◆ WHAT IS ASKED:
1 – Decide whether each statement agrees with the lobby story, answering yes or no and quoting the words from the story that settle it: (a) the young woman wore her hair in a ponytail; (b) the narrator kept a coat on after sitting down; (c) the young woman already knew what a metaphor was.
2 – Quote the lobby story from "Entering the lobby, I" up to and including "I’d just witnessed.".

◆ SOURCE PASSAGE:
* * *
©Arlene R. Taylor PhD

Entering the lobby, I walked right into high drama. The principle actor was a slim young woman who was fairly vibrating with emotion. “That’s insulting, demeaning, sexist, racist, and you WILL pay for it!” she screamed, her long pony tail racing in circles.

Noticing me, individuals in the group began melting away until only the drama queen was left. Hands on her hips, ponytail still swinging, she glared in my direction and fairly spat out the words: “I expect you’re going to put me down, too!” When I remained silent she continued, “Did you hear what that b____ said to me? Did you?”

I shook my head. Negative.

“Well! She told me to get my s____ together! That’s what!”

I refrained from smiling. It was difficult, however, based on the performance I’d just witnessed.

“If she’d said that to you, what would you have done?” the young woman demanded, staring at me expectantly.

“I don’t know what triggered her comment,” I responded. "At this stage of my growth and development, however, I’d probably try to figure out what I could learn from it before I did anything.”

“You are pathetic!” was her response, although her posture relaxed ever so slightly7 and her hands fell from her hips. “What could I possible learn from it?”

“What would have been your response if the comment had been “Grow up,” or “Get your life together?” I countered.

“Easy,” the young woman replied. “I’d just have flipped her the bird and told her that I am grown up!”

“And?” I persisted.

“I’d have said that I am getting my life together—as soon as I figure out how to do that, I suppose.”

“She didn’t say either of those things,” I said. “Rather, she gave you a metaphor, which certainly got your attention.” No matter that the language was rather primitive, I thought. Walking over to a comfortable chair, I removed my coat, sat down, and pointed to a nearby chair. The young woman strolled over nonchalantly and slumped into it.

“She got my attention, that’s for sure,” she said. “What’s a metaphor?”
* * *
Point annotation dataset records

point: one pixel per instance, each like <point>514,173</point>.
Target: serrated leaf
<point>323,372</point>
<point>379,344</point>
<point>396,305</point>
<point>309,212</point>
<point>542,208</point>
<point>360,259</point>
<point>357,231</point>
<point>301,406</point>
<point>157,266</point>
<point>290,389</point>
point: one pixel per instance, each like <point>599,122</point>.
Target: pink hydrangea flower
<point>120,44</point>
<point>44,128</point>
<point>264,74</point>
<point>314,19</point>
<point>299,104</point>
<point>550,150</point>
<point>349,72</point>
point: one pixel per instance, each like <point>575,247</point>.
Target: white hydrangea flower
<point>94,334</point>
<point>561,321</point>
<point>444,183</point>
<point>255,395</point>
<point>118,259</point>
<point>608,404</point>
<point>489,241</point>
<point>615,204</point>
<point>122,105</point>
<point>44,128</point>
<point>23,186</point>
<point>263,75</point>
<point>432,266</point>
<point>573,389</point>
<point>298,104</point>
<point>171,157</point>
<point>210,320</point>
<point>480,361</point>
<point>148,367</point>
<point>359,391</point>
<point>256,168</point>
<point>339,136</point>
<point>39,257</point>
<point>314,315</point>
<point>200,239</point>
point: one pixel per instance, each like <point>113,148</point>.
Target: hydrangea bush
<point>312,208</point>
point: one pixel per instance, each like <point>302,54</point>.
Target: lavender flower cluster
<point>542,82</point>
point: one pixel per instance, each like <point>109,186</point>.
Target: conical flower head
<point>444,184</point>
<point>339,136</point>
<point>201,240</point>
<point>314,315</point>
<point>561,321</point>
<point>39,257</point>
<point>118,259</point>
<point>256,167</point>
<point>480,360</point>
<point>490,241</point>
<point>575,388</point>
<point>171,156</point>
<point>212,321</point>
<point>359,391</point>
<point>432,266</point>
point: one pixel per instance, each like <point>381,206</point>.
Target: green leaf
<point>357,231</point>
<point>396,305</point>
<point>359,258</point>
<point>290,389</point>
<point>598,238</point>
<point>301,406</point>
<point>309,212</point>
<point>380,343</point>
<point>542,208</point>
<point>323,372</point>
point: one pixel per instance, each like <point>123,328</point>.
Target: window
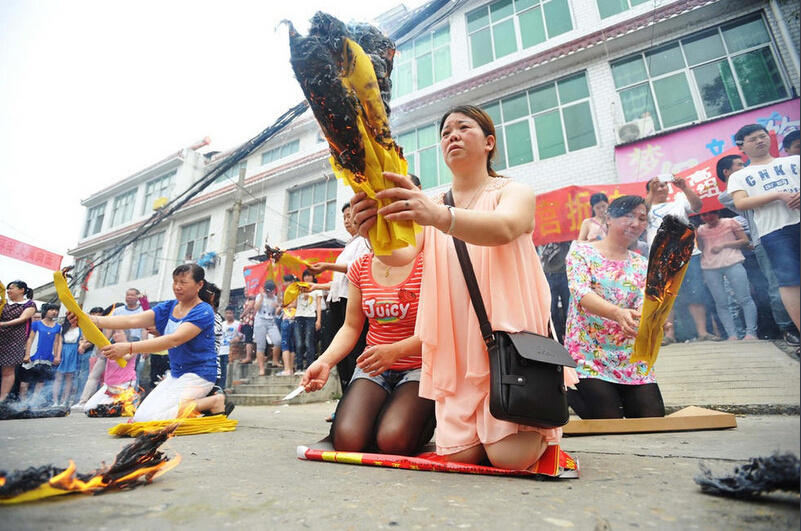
<point>146,256</point>
<point>123,208</point>
<point>422,151</point>
<point>607,8</point>
<point>94,220</point>
<point>251,221</point>
<point>711,73</point>
<point>280,152</point>
<point>543,122</point>
<point>506,26</point>
<point>109,271</point>
<point>232,173</point>
<point>421,62</point>
<point>194,238</point>
<point>159,187</point>
<point>312,209</point>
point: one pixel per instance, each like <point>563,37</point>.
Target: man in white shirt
<point>770,187</point>
<point>692,293</point>
<point>338,292</point>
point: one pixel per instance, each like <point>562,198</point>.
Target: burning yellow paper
<point>90,331</point>
<point>188,426</point>
<point>667,264</point>
<point>344,73</point>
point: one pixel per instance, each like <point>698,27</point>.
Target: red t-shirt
<point>390,310</point>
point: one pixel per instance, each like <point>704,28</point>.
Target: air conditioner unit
<point>635,129</point>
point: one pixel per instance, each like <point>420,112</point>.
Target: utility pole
<point>230,241</point>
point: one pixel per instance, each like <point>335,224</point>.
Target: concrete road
<point>251,479</point>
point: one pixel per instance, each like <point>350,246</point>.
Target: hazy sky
<point>93,91</point>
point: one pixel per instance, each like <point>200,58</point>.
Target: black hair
<point>624,205</point>
<point>23,286</point>
<point>789,138</point>
<point>725,163</point>
<point>46,307</point>
<point>198,275</point>
<point>597,198</point>
<point>746,130</point>
<point>210,293</point>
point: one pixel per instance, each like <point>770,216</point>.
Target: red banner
<point>28,253</point>
<point>256,275</point>
<point>560,212</point>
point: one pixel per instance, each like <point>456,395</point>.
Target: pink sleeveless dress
<point>455,369</point>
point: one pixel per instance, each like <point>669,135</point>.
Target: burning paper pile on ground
<point>124,405</point>
<point>667,263</point>
<point>344,72</point>
<point>189,422</point>
<point>137,464</point>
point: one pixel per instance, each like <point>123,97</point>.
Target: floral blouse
<point>598,345</point>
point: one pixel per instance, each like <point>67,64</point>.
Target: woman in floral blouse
<point>606,282</point>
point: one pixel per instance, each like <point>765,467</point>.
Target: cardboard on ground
<point>687,419</point>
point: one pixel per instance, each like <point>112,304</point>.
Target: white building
<point>567,82</point>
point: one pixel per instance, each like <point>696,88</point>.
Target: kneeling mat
<point>554,463</point>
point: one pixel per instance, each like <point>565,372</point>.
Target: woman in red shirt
<point>381,407</point>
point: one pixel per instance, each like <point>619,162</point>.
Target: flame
<point>124,404</point>
<point>142,457</point>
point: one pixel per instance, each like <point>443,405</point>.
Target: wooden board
<point>688,419</point>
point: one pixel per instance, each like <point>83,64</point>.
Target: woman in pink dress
<point>495,216</point>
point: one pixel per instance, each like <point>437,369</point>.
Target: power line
<point>179,201</point>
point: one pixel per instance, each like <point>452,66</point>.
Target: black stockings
<point>368,417</point>
<point>598,399</point>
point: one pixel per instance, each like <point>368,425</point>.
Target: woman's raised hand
<point>377,359</point>
<point>72,318</point>
<point>363,212</point>
<point>410,204</point>
<point>629,321</point>
<point>315,376</point>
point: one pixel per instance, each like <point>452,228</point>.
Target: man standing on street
<point>770,187</point>
<point>131,307</point>
<point>725,168</point>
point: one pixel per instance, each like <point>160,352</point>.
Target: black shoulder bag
<point>526,381</point>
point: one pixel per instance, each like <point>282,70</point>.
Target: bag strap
<point>472,287</point>
<point>472,284</point>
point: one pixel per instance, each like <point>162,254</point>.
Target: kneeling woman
<point>381,408</point>
<point>607,282</point>
<point>186,325</point>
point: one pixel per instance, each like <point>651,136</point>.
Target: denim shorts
<point>390,379</point>
<point>783,248</point>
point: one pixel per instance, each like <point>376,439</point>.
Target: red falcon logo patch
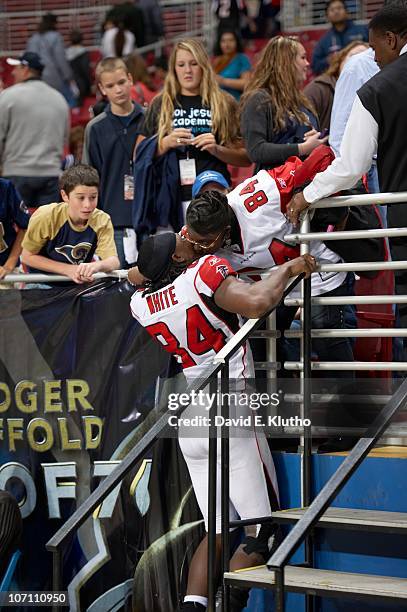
<point>223,270</point>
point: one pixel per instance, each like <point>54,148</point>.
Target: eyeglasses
<point>204,247</point>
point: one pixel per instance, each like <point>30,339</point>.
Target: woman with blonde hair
<point>277,120</point>
<point>195,118</point>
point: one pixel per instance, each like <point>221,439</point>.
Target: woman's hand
<point>206,142</point>
<point>177,138</point>
<point>220,79</point>
<point>312,140</point>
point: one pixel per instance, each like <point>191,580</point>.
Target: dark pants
<point>324,317</point>
<point>37,190</point>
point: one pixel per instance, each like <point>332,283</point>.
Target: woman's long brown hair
<point>276,74</point>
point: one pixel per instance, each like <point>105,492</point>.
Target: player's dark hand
<point>305,264</point>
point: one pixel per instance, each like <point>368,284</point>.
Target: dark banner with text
<point>78,377</point>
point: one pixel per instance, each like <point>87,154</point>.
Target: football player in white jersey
<point>248,227</point>
<point>193,315</point>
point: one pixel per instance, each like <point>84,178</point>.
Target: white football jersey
<point>259,204</point>
<point>183,316</point>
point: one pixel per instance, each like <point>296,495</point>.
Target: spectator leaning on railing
<point>49,45</point>
<point>63,238</point>
<point>320,91</point>
<point>194,120</point>
<point>377,124</point>
<point>277,120</point>
<point>343,32</point>
<point>231,65</point>
<point>34,127</point>
<point>13,223</point>
<point>109,143</point>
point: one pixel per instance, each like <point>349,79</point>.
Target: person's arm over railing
<point>253,301</point>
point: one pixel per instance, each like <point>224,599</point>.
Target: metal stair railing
<point>303,529</point>
<point>279,559</point>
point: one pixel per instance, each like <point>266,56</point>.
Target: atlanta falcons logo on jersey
<point>223,270</point>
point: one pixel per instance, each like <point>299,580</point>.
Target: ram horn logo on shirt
<point>222,270</point>
<point>76,253</point>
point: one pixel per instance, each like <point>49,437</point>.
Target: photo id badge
<point>128,187</point>
<point>187,171</point>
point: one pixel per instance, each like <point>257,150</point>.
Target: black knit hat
<point>155,255</point>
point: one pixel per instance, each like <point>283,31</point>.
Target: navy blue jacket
<point>109,147</point>
<point>13,212</point>
<point>157,195</point>
<point>334,41</point>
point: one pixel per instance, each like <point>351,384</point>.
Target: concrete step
<point>351,518</point>
<point>324,583</point>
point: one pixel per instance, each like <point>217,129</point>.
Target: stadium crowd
<point>217,159</point>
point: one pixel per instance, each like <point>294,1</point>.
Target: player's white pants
<point>249,458</point>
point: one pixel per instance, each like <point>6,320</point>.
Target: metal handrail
<point>34,277</point>
<point>334,485</point>
<point>302,532</point>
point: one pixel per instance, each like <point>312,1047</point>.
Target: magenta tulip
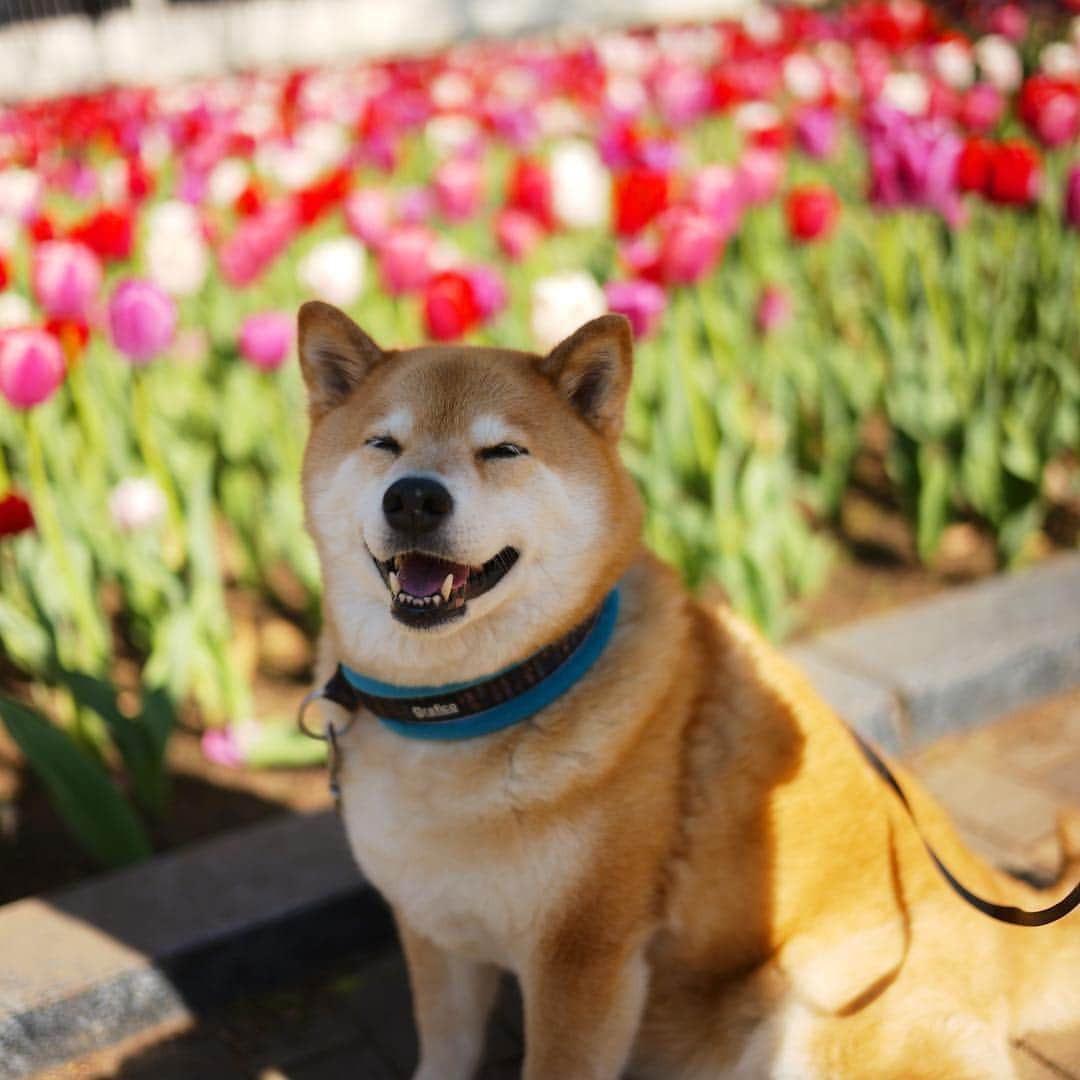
<point>266,338</point>
<point>142,320</point>
<point>31,366</point>
<point>405,258</point>
<point>459,188</point>
<point>690,245</point>
<point>66,278</point>
<point>643,302</point>
<point>1072,198</point>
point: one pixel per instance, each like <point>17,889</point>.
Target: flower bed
<point>839,237</point>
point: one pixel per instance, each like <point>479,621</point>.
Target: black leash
<point>1003,913</point>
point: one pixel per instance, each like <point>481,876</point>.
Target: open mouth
<point>428,591</point>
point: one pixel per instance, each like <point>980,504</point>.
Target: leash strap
<point>1003,913</point>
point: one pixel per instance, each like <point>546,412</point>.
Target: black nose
<point>417,504</point>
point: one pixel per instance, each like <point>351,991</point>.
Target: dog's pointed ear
<point>336,355</point>
<point>592,369</point>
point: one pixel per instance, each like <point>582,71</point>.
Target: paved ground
<point>1003,784</point>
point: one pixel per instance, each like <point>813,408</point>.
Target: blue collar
* * *
◆ EXERCISE RESPONSES:
1 –
(a) Yes: "her long pony tail racing in circles"
(b) No: "I removed my coat, sat down"
(c) No: "What’s a metaphor?"

2 –
Entering the lobby, I walked right into high drama. The principle actor was a slim young woman who was fairly vibrating with emotion. “That’s insulting, demeaning, sexist, racist, and you WILL pay for it!” she screamed, her long pony tail racing in circles.

Noticing me, individuals in the group began melting away until only the drama queen was left. Hands on her hips, ponytail still swinging, she glared in my direction and fairly spat out the words: “I expect you’re going to put me down, too!” When I remained silent she continued, “Did you hear what that b____ said to me? Did you?”

I shook my head. Negative.

“Well! She told me to get my s____ together! That’s what!”

I refrained from smiling. It was difficult, however, based on the performance I’d just witnessed.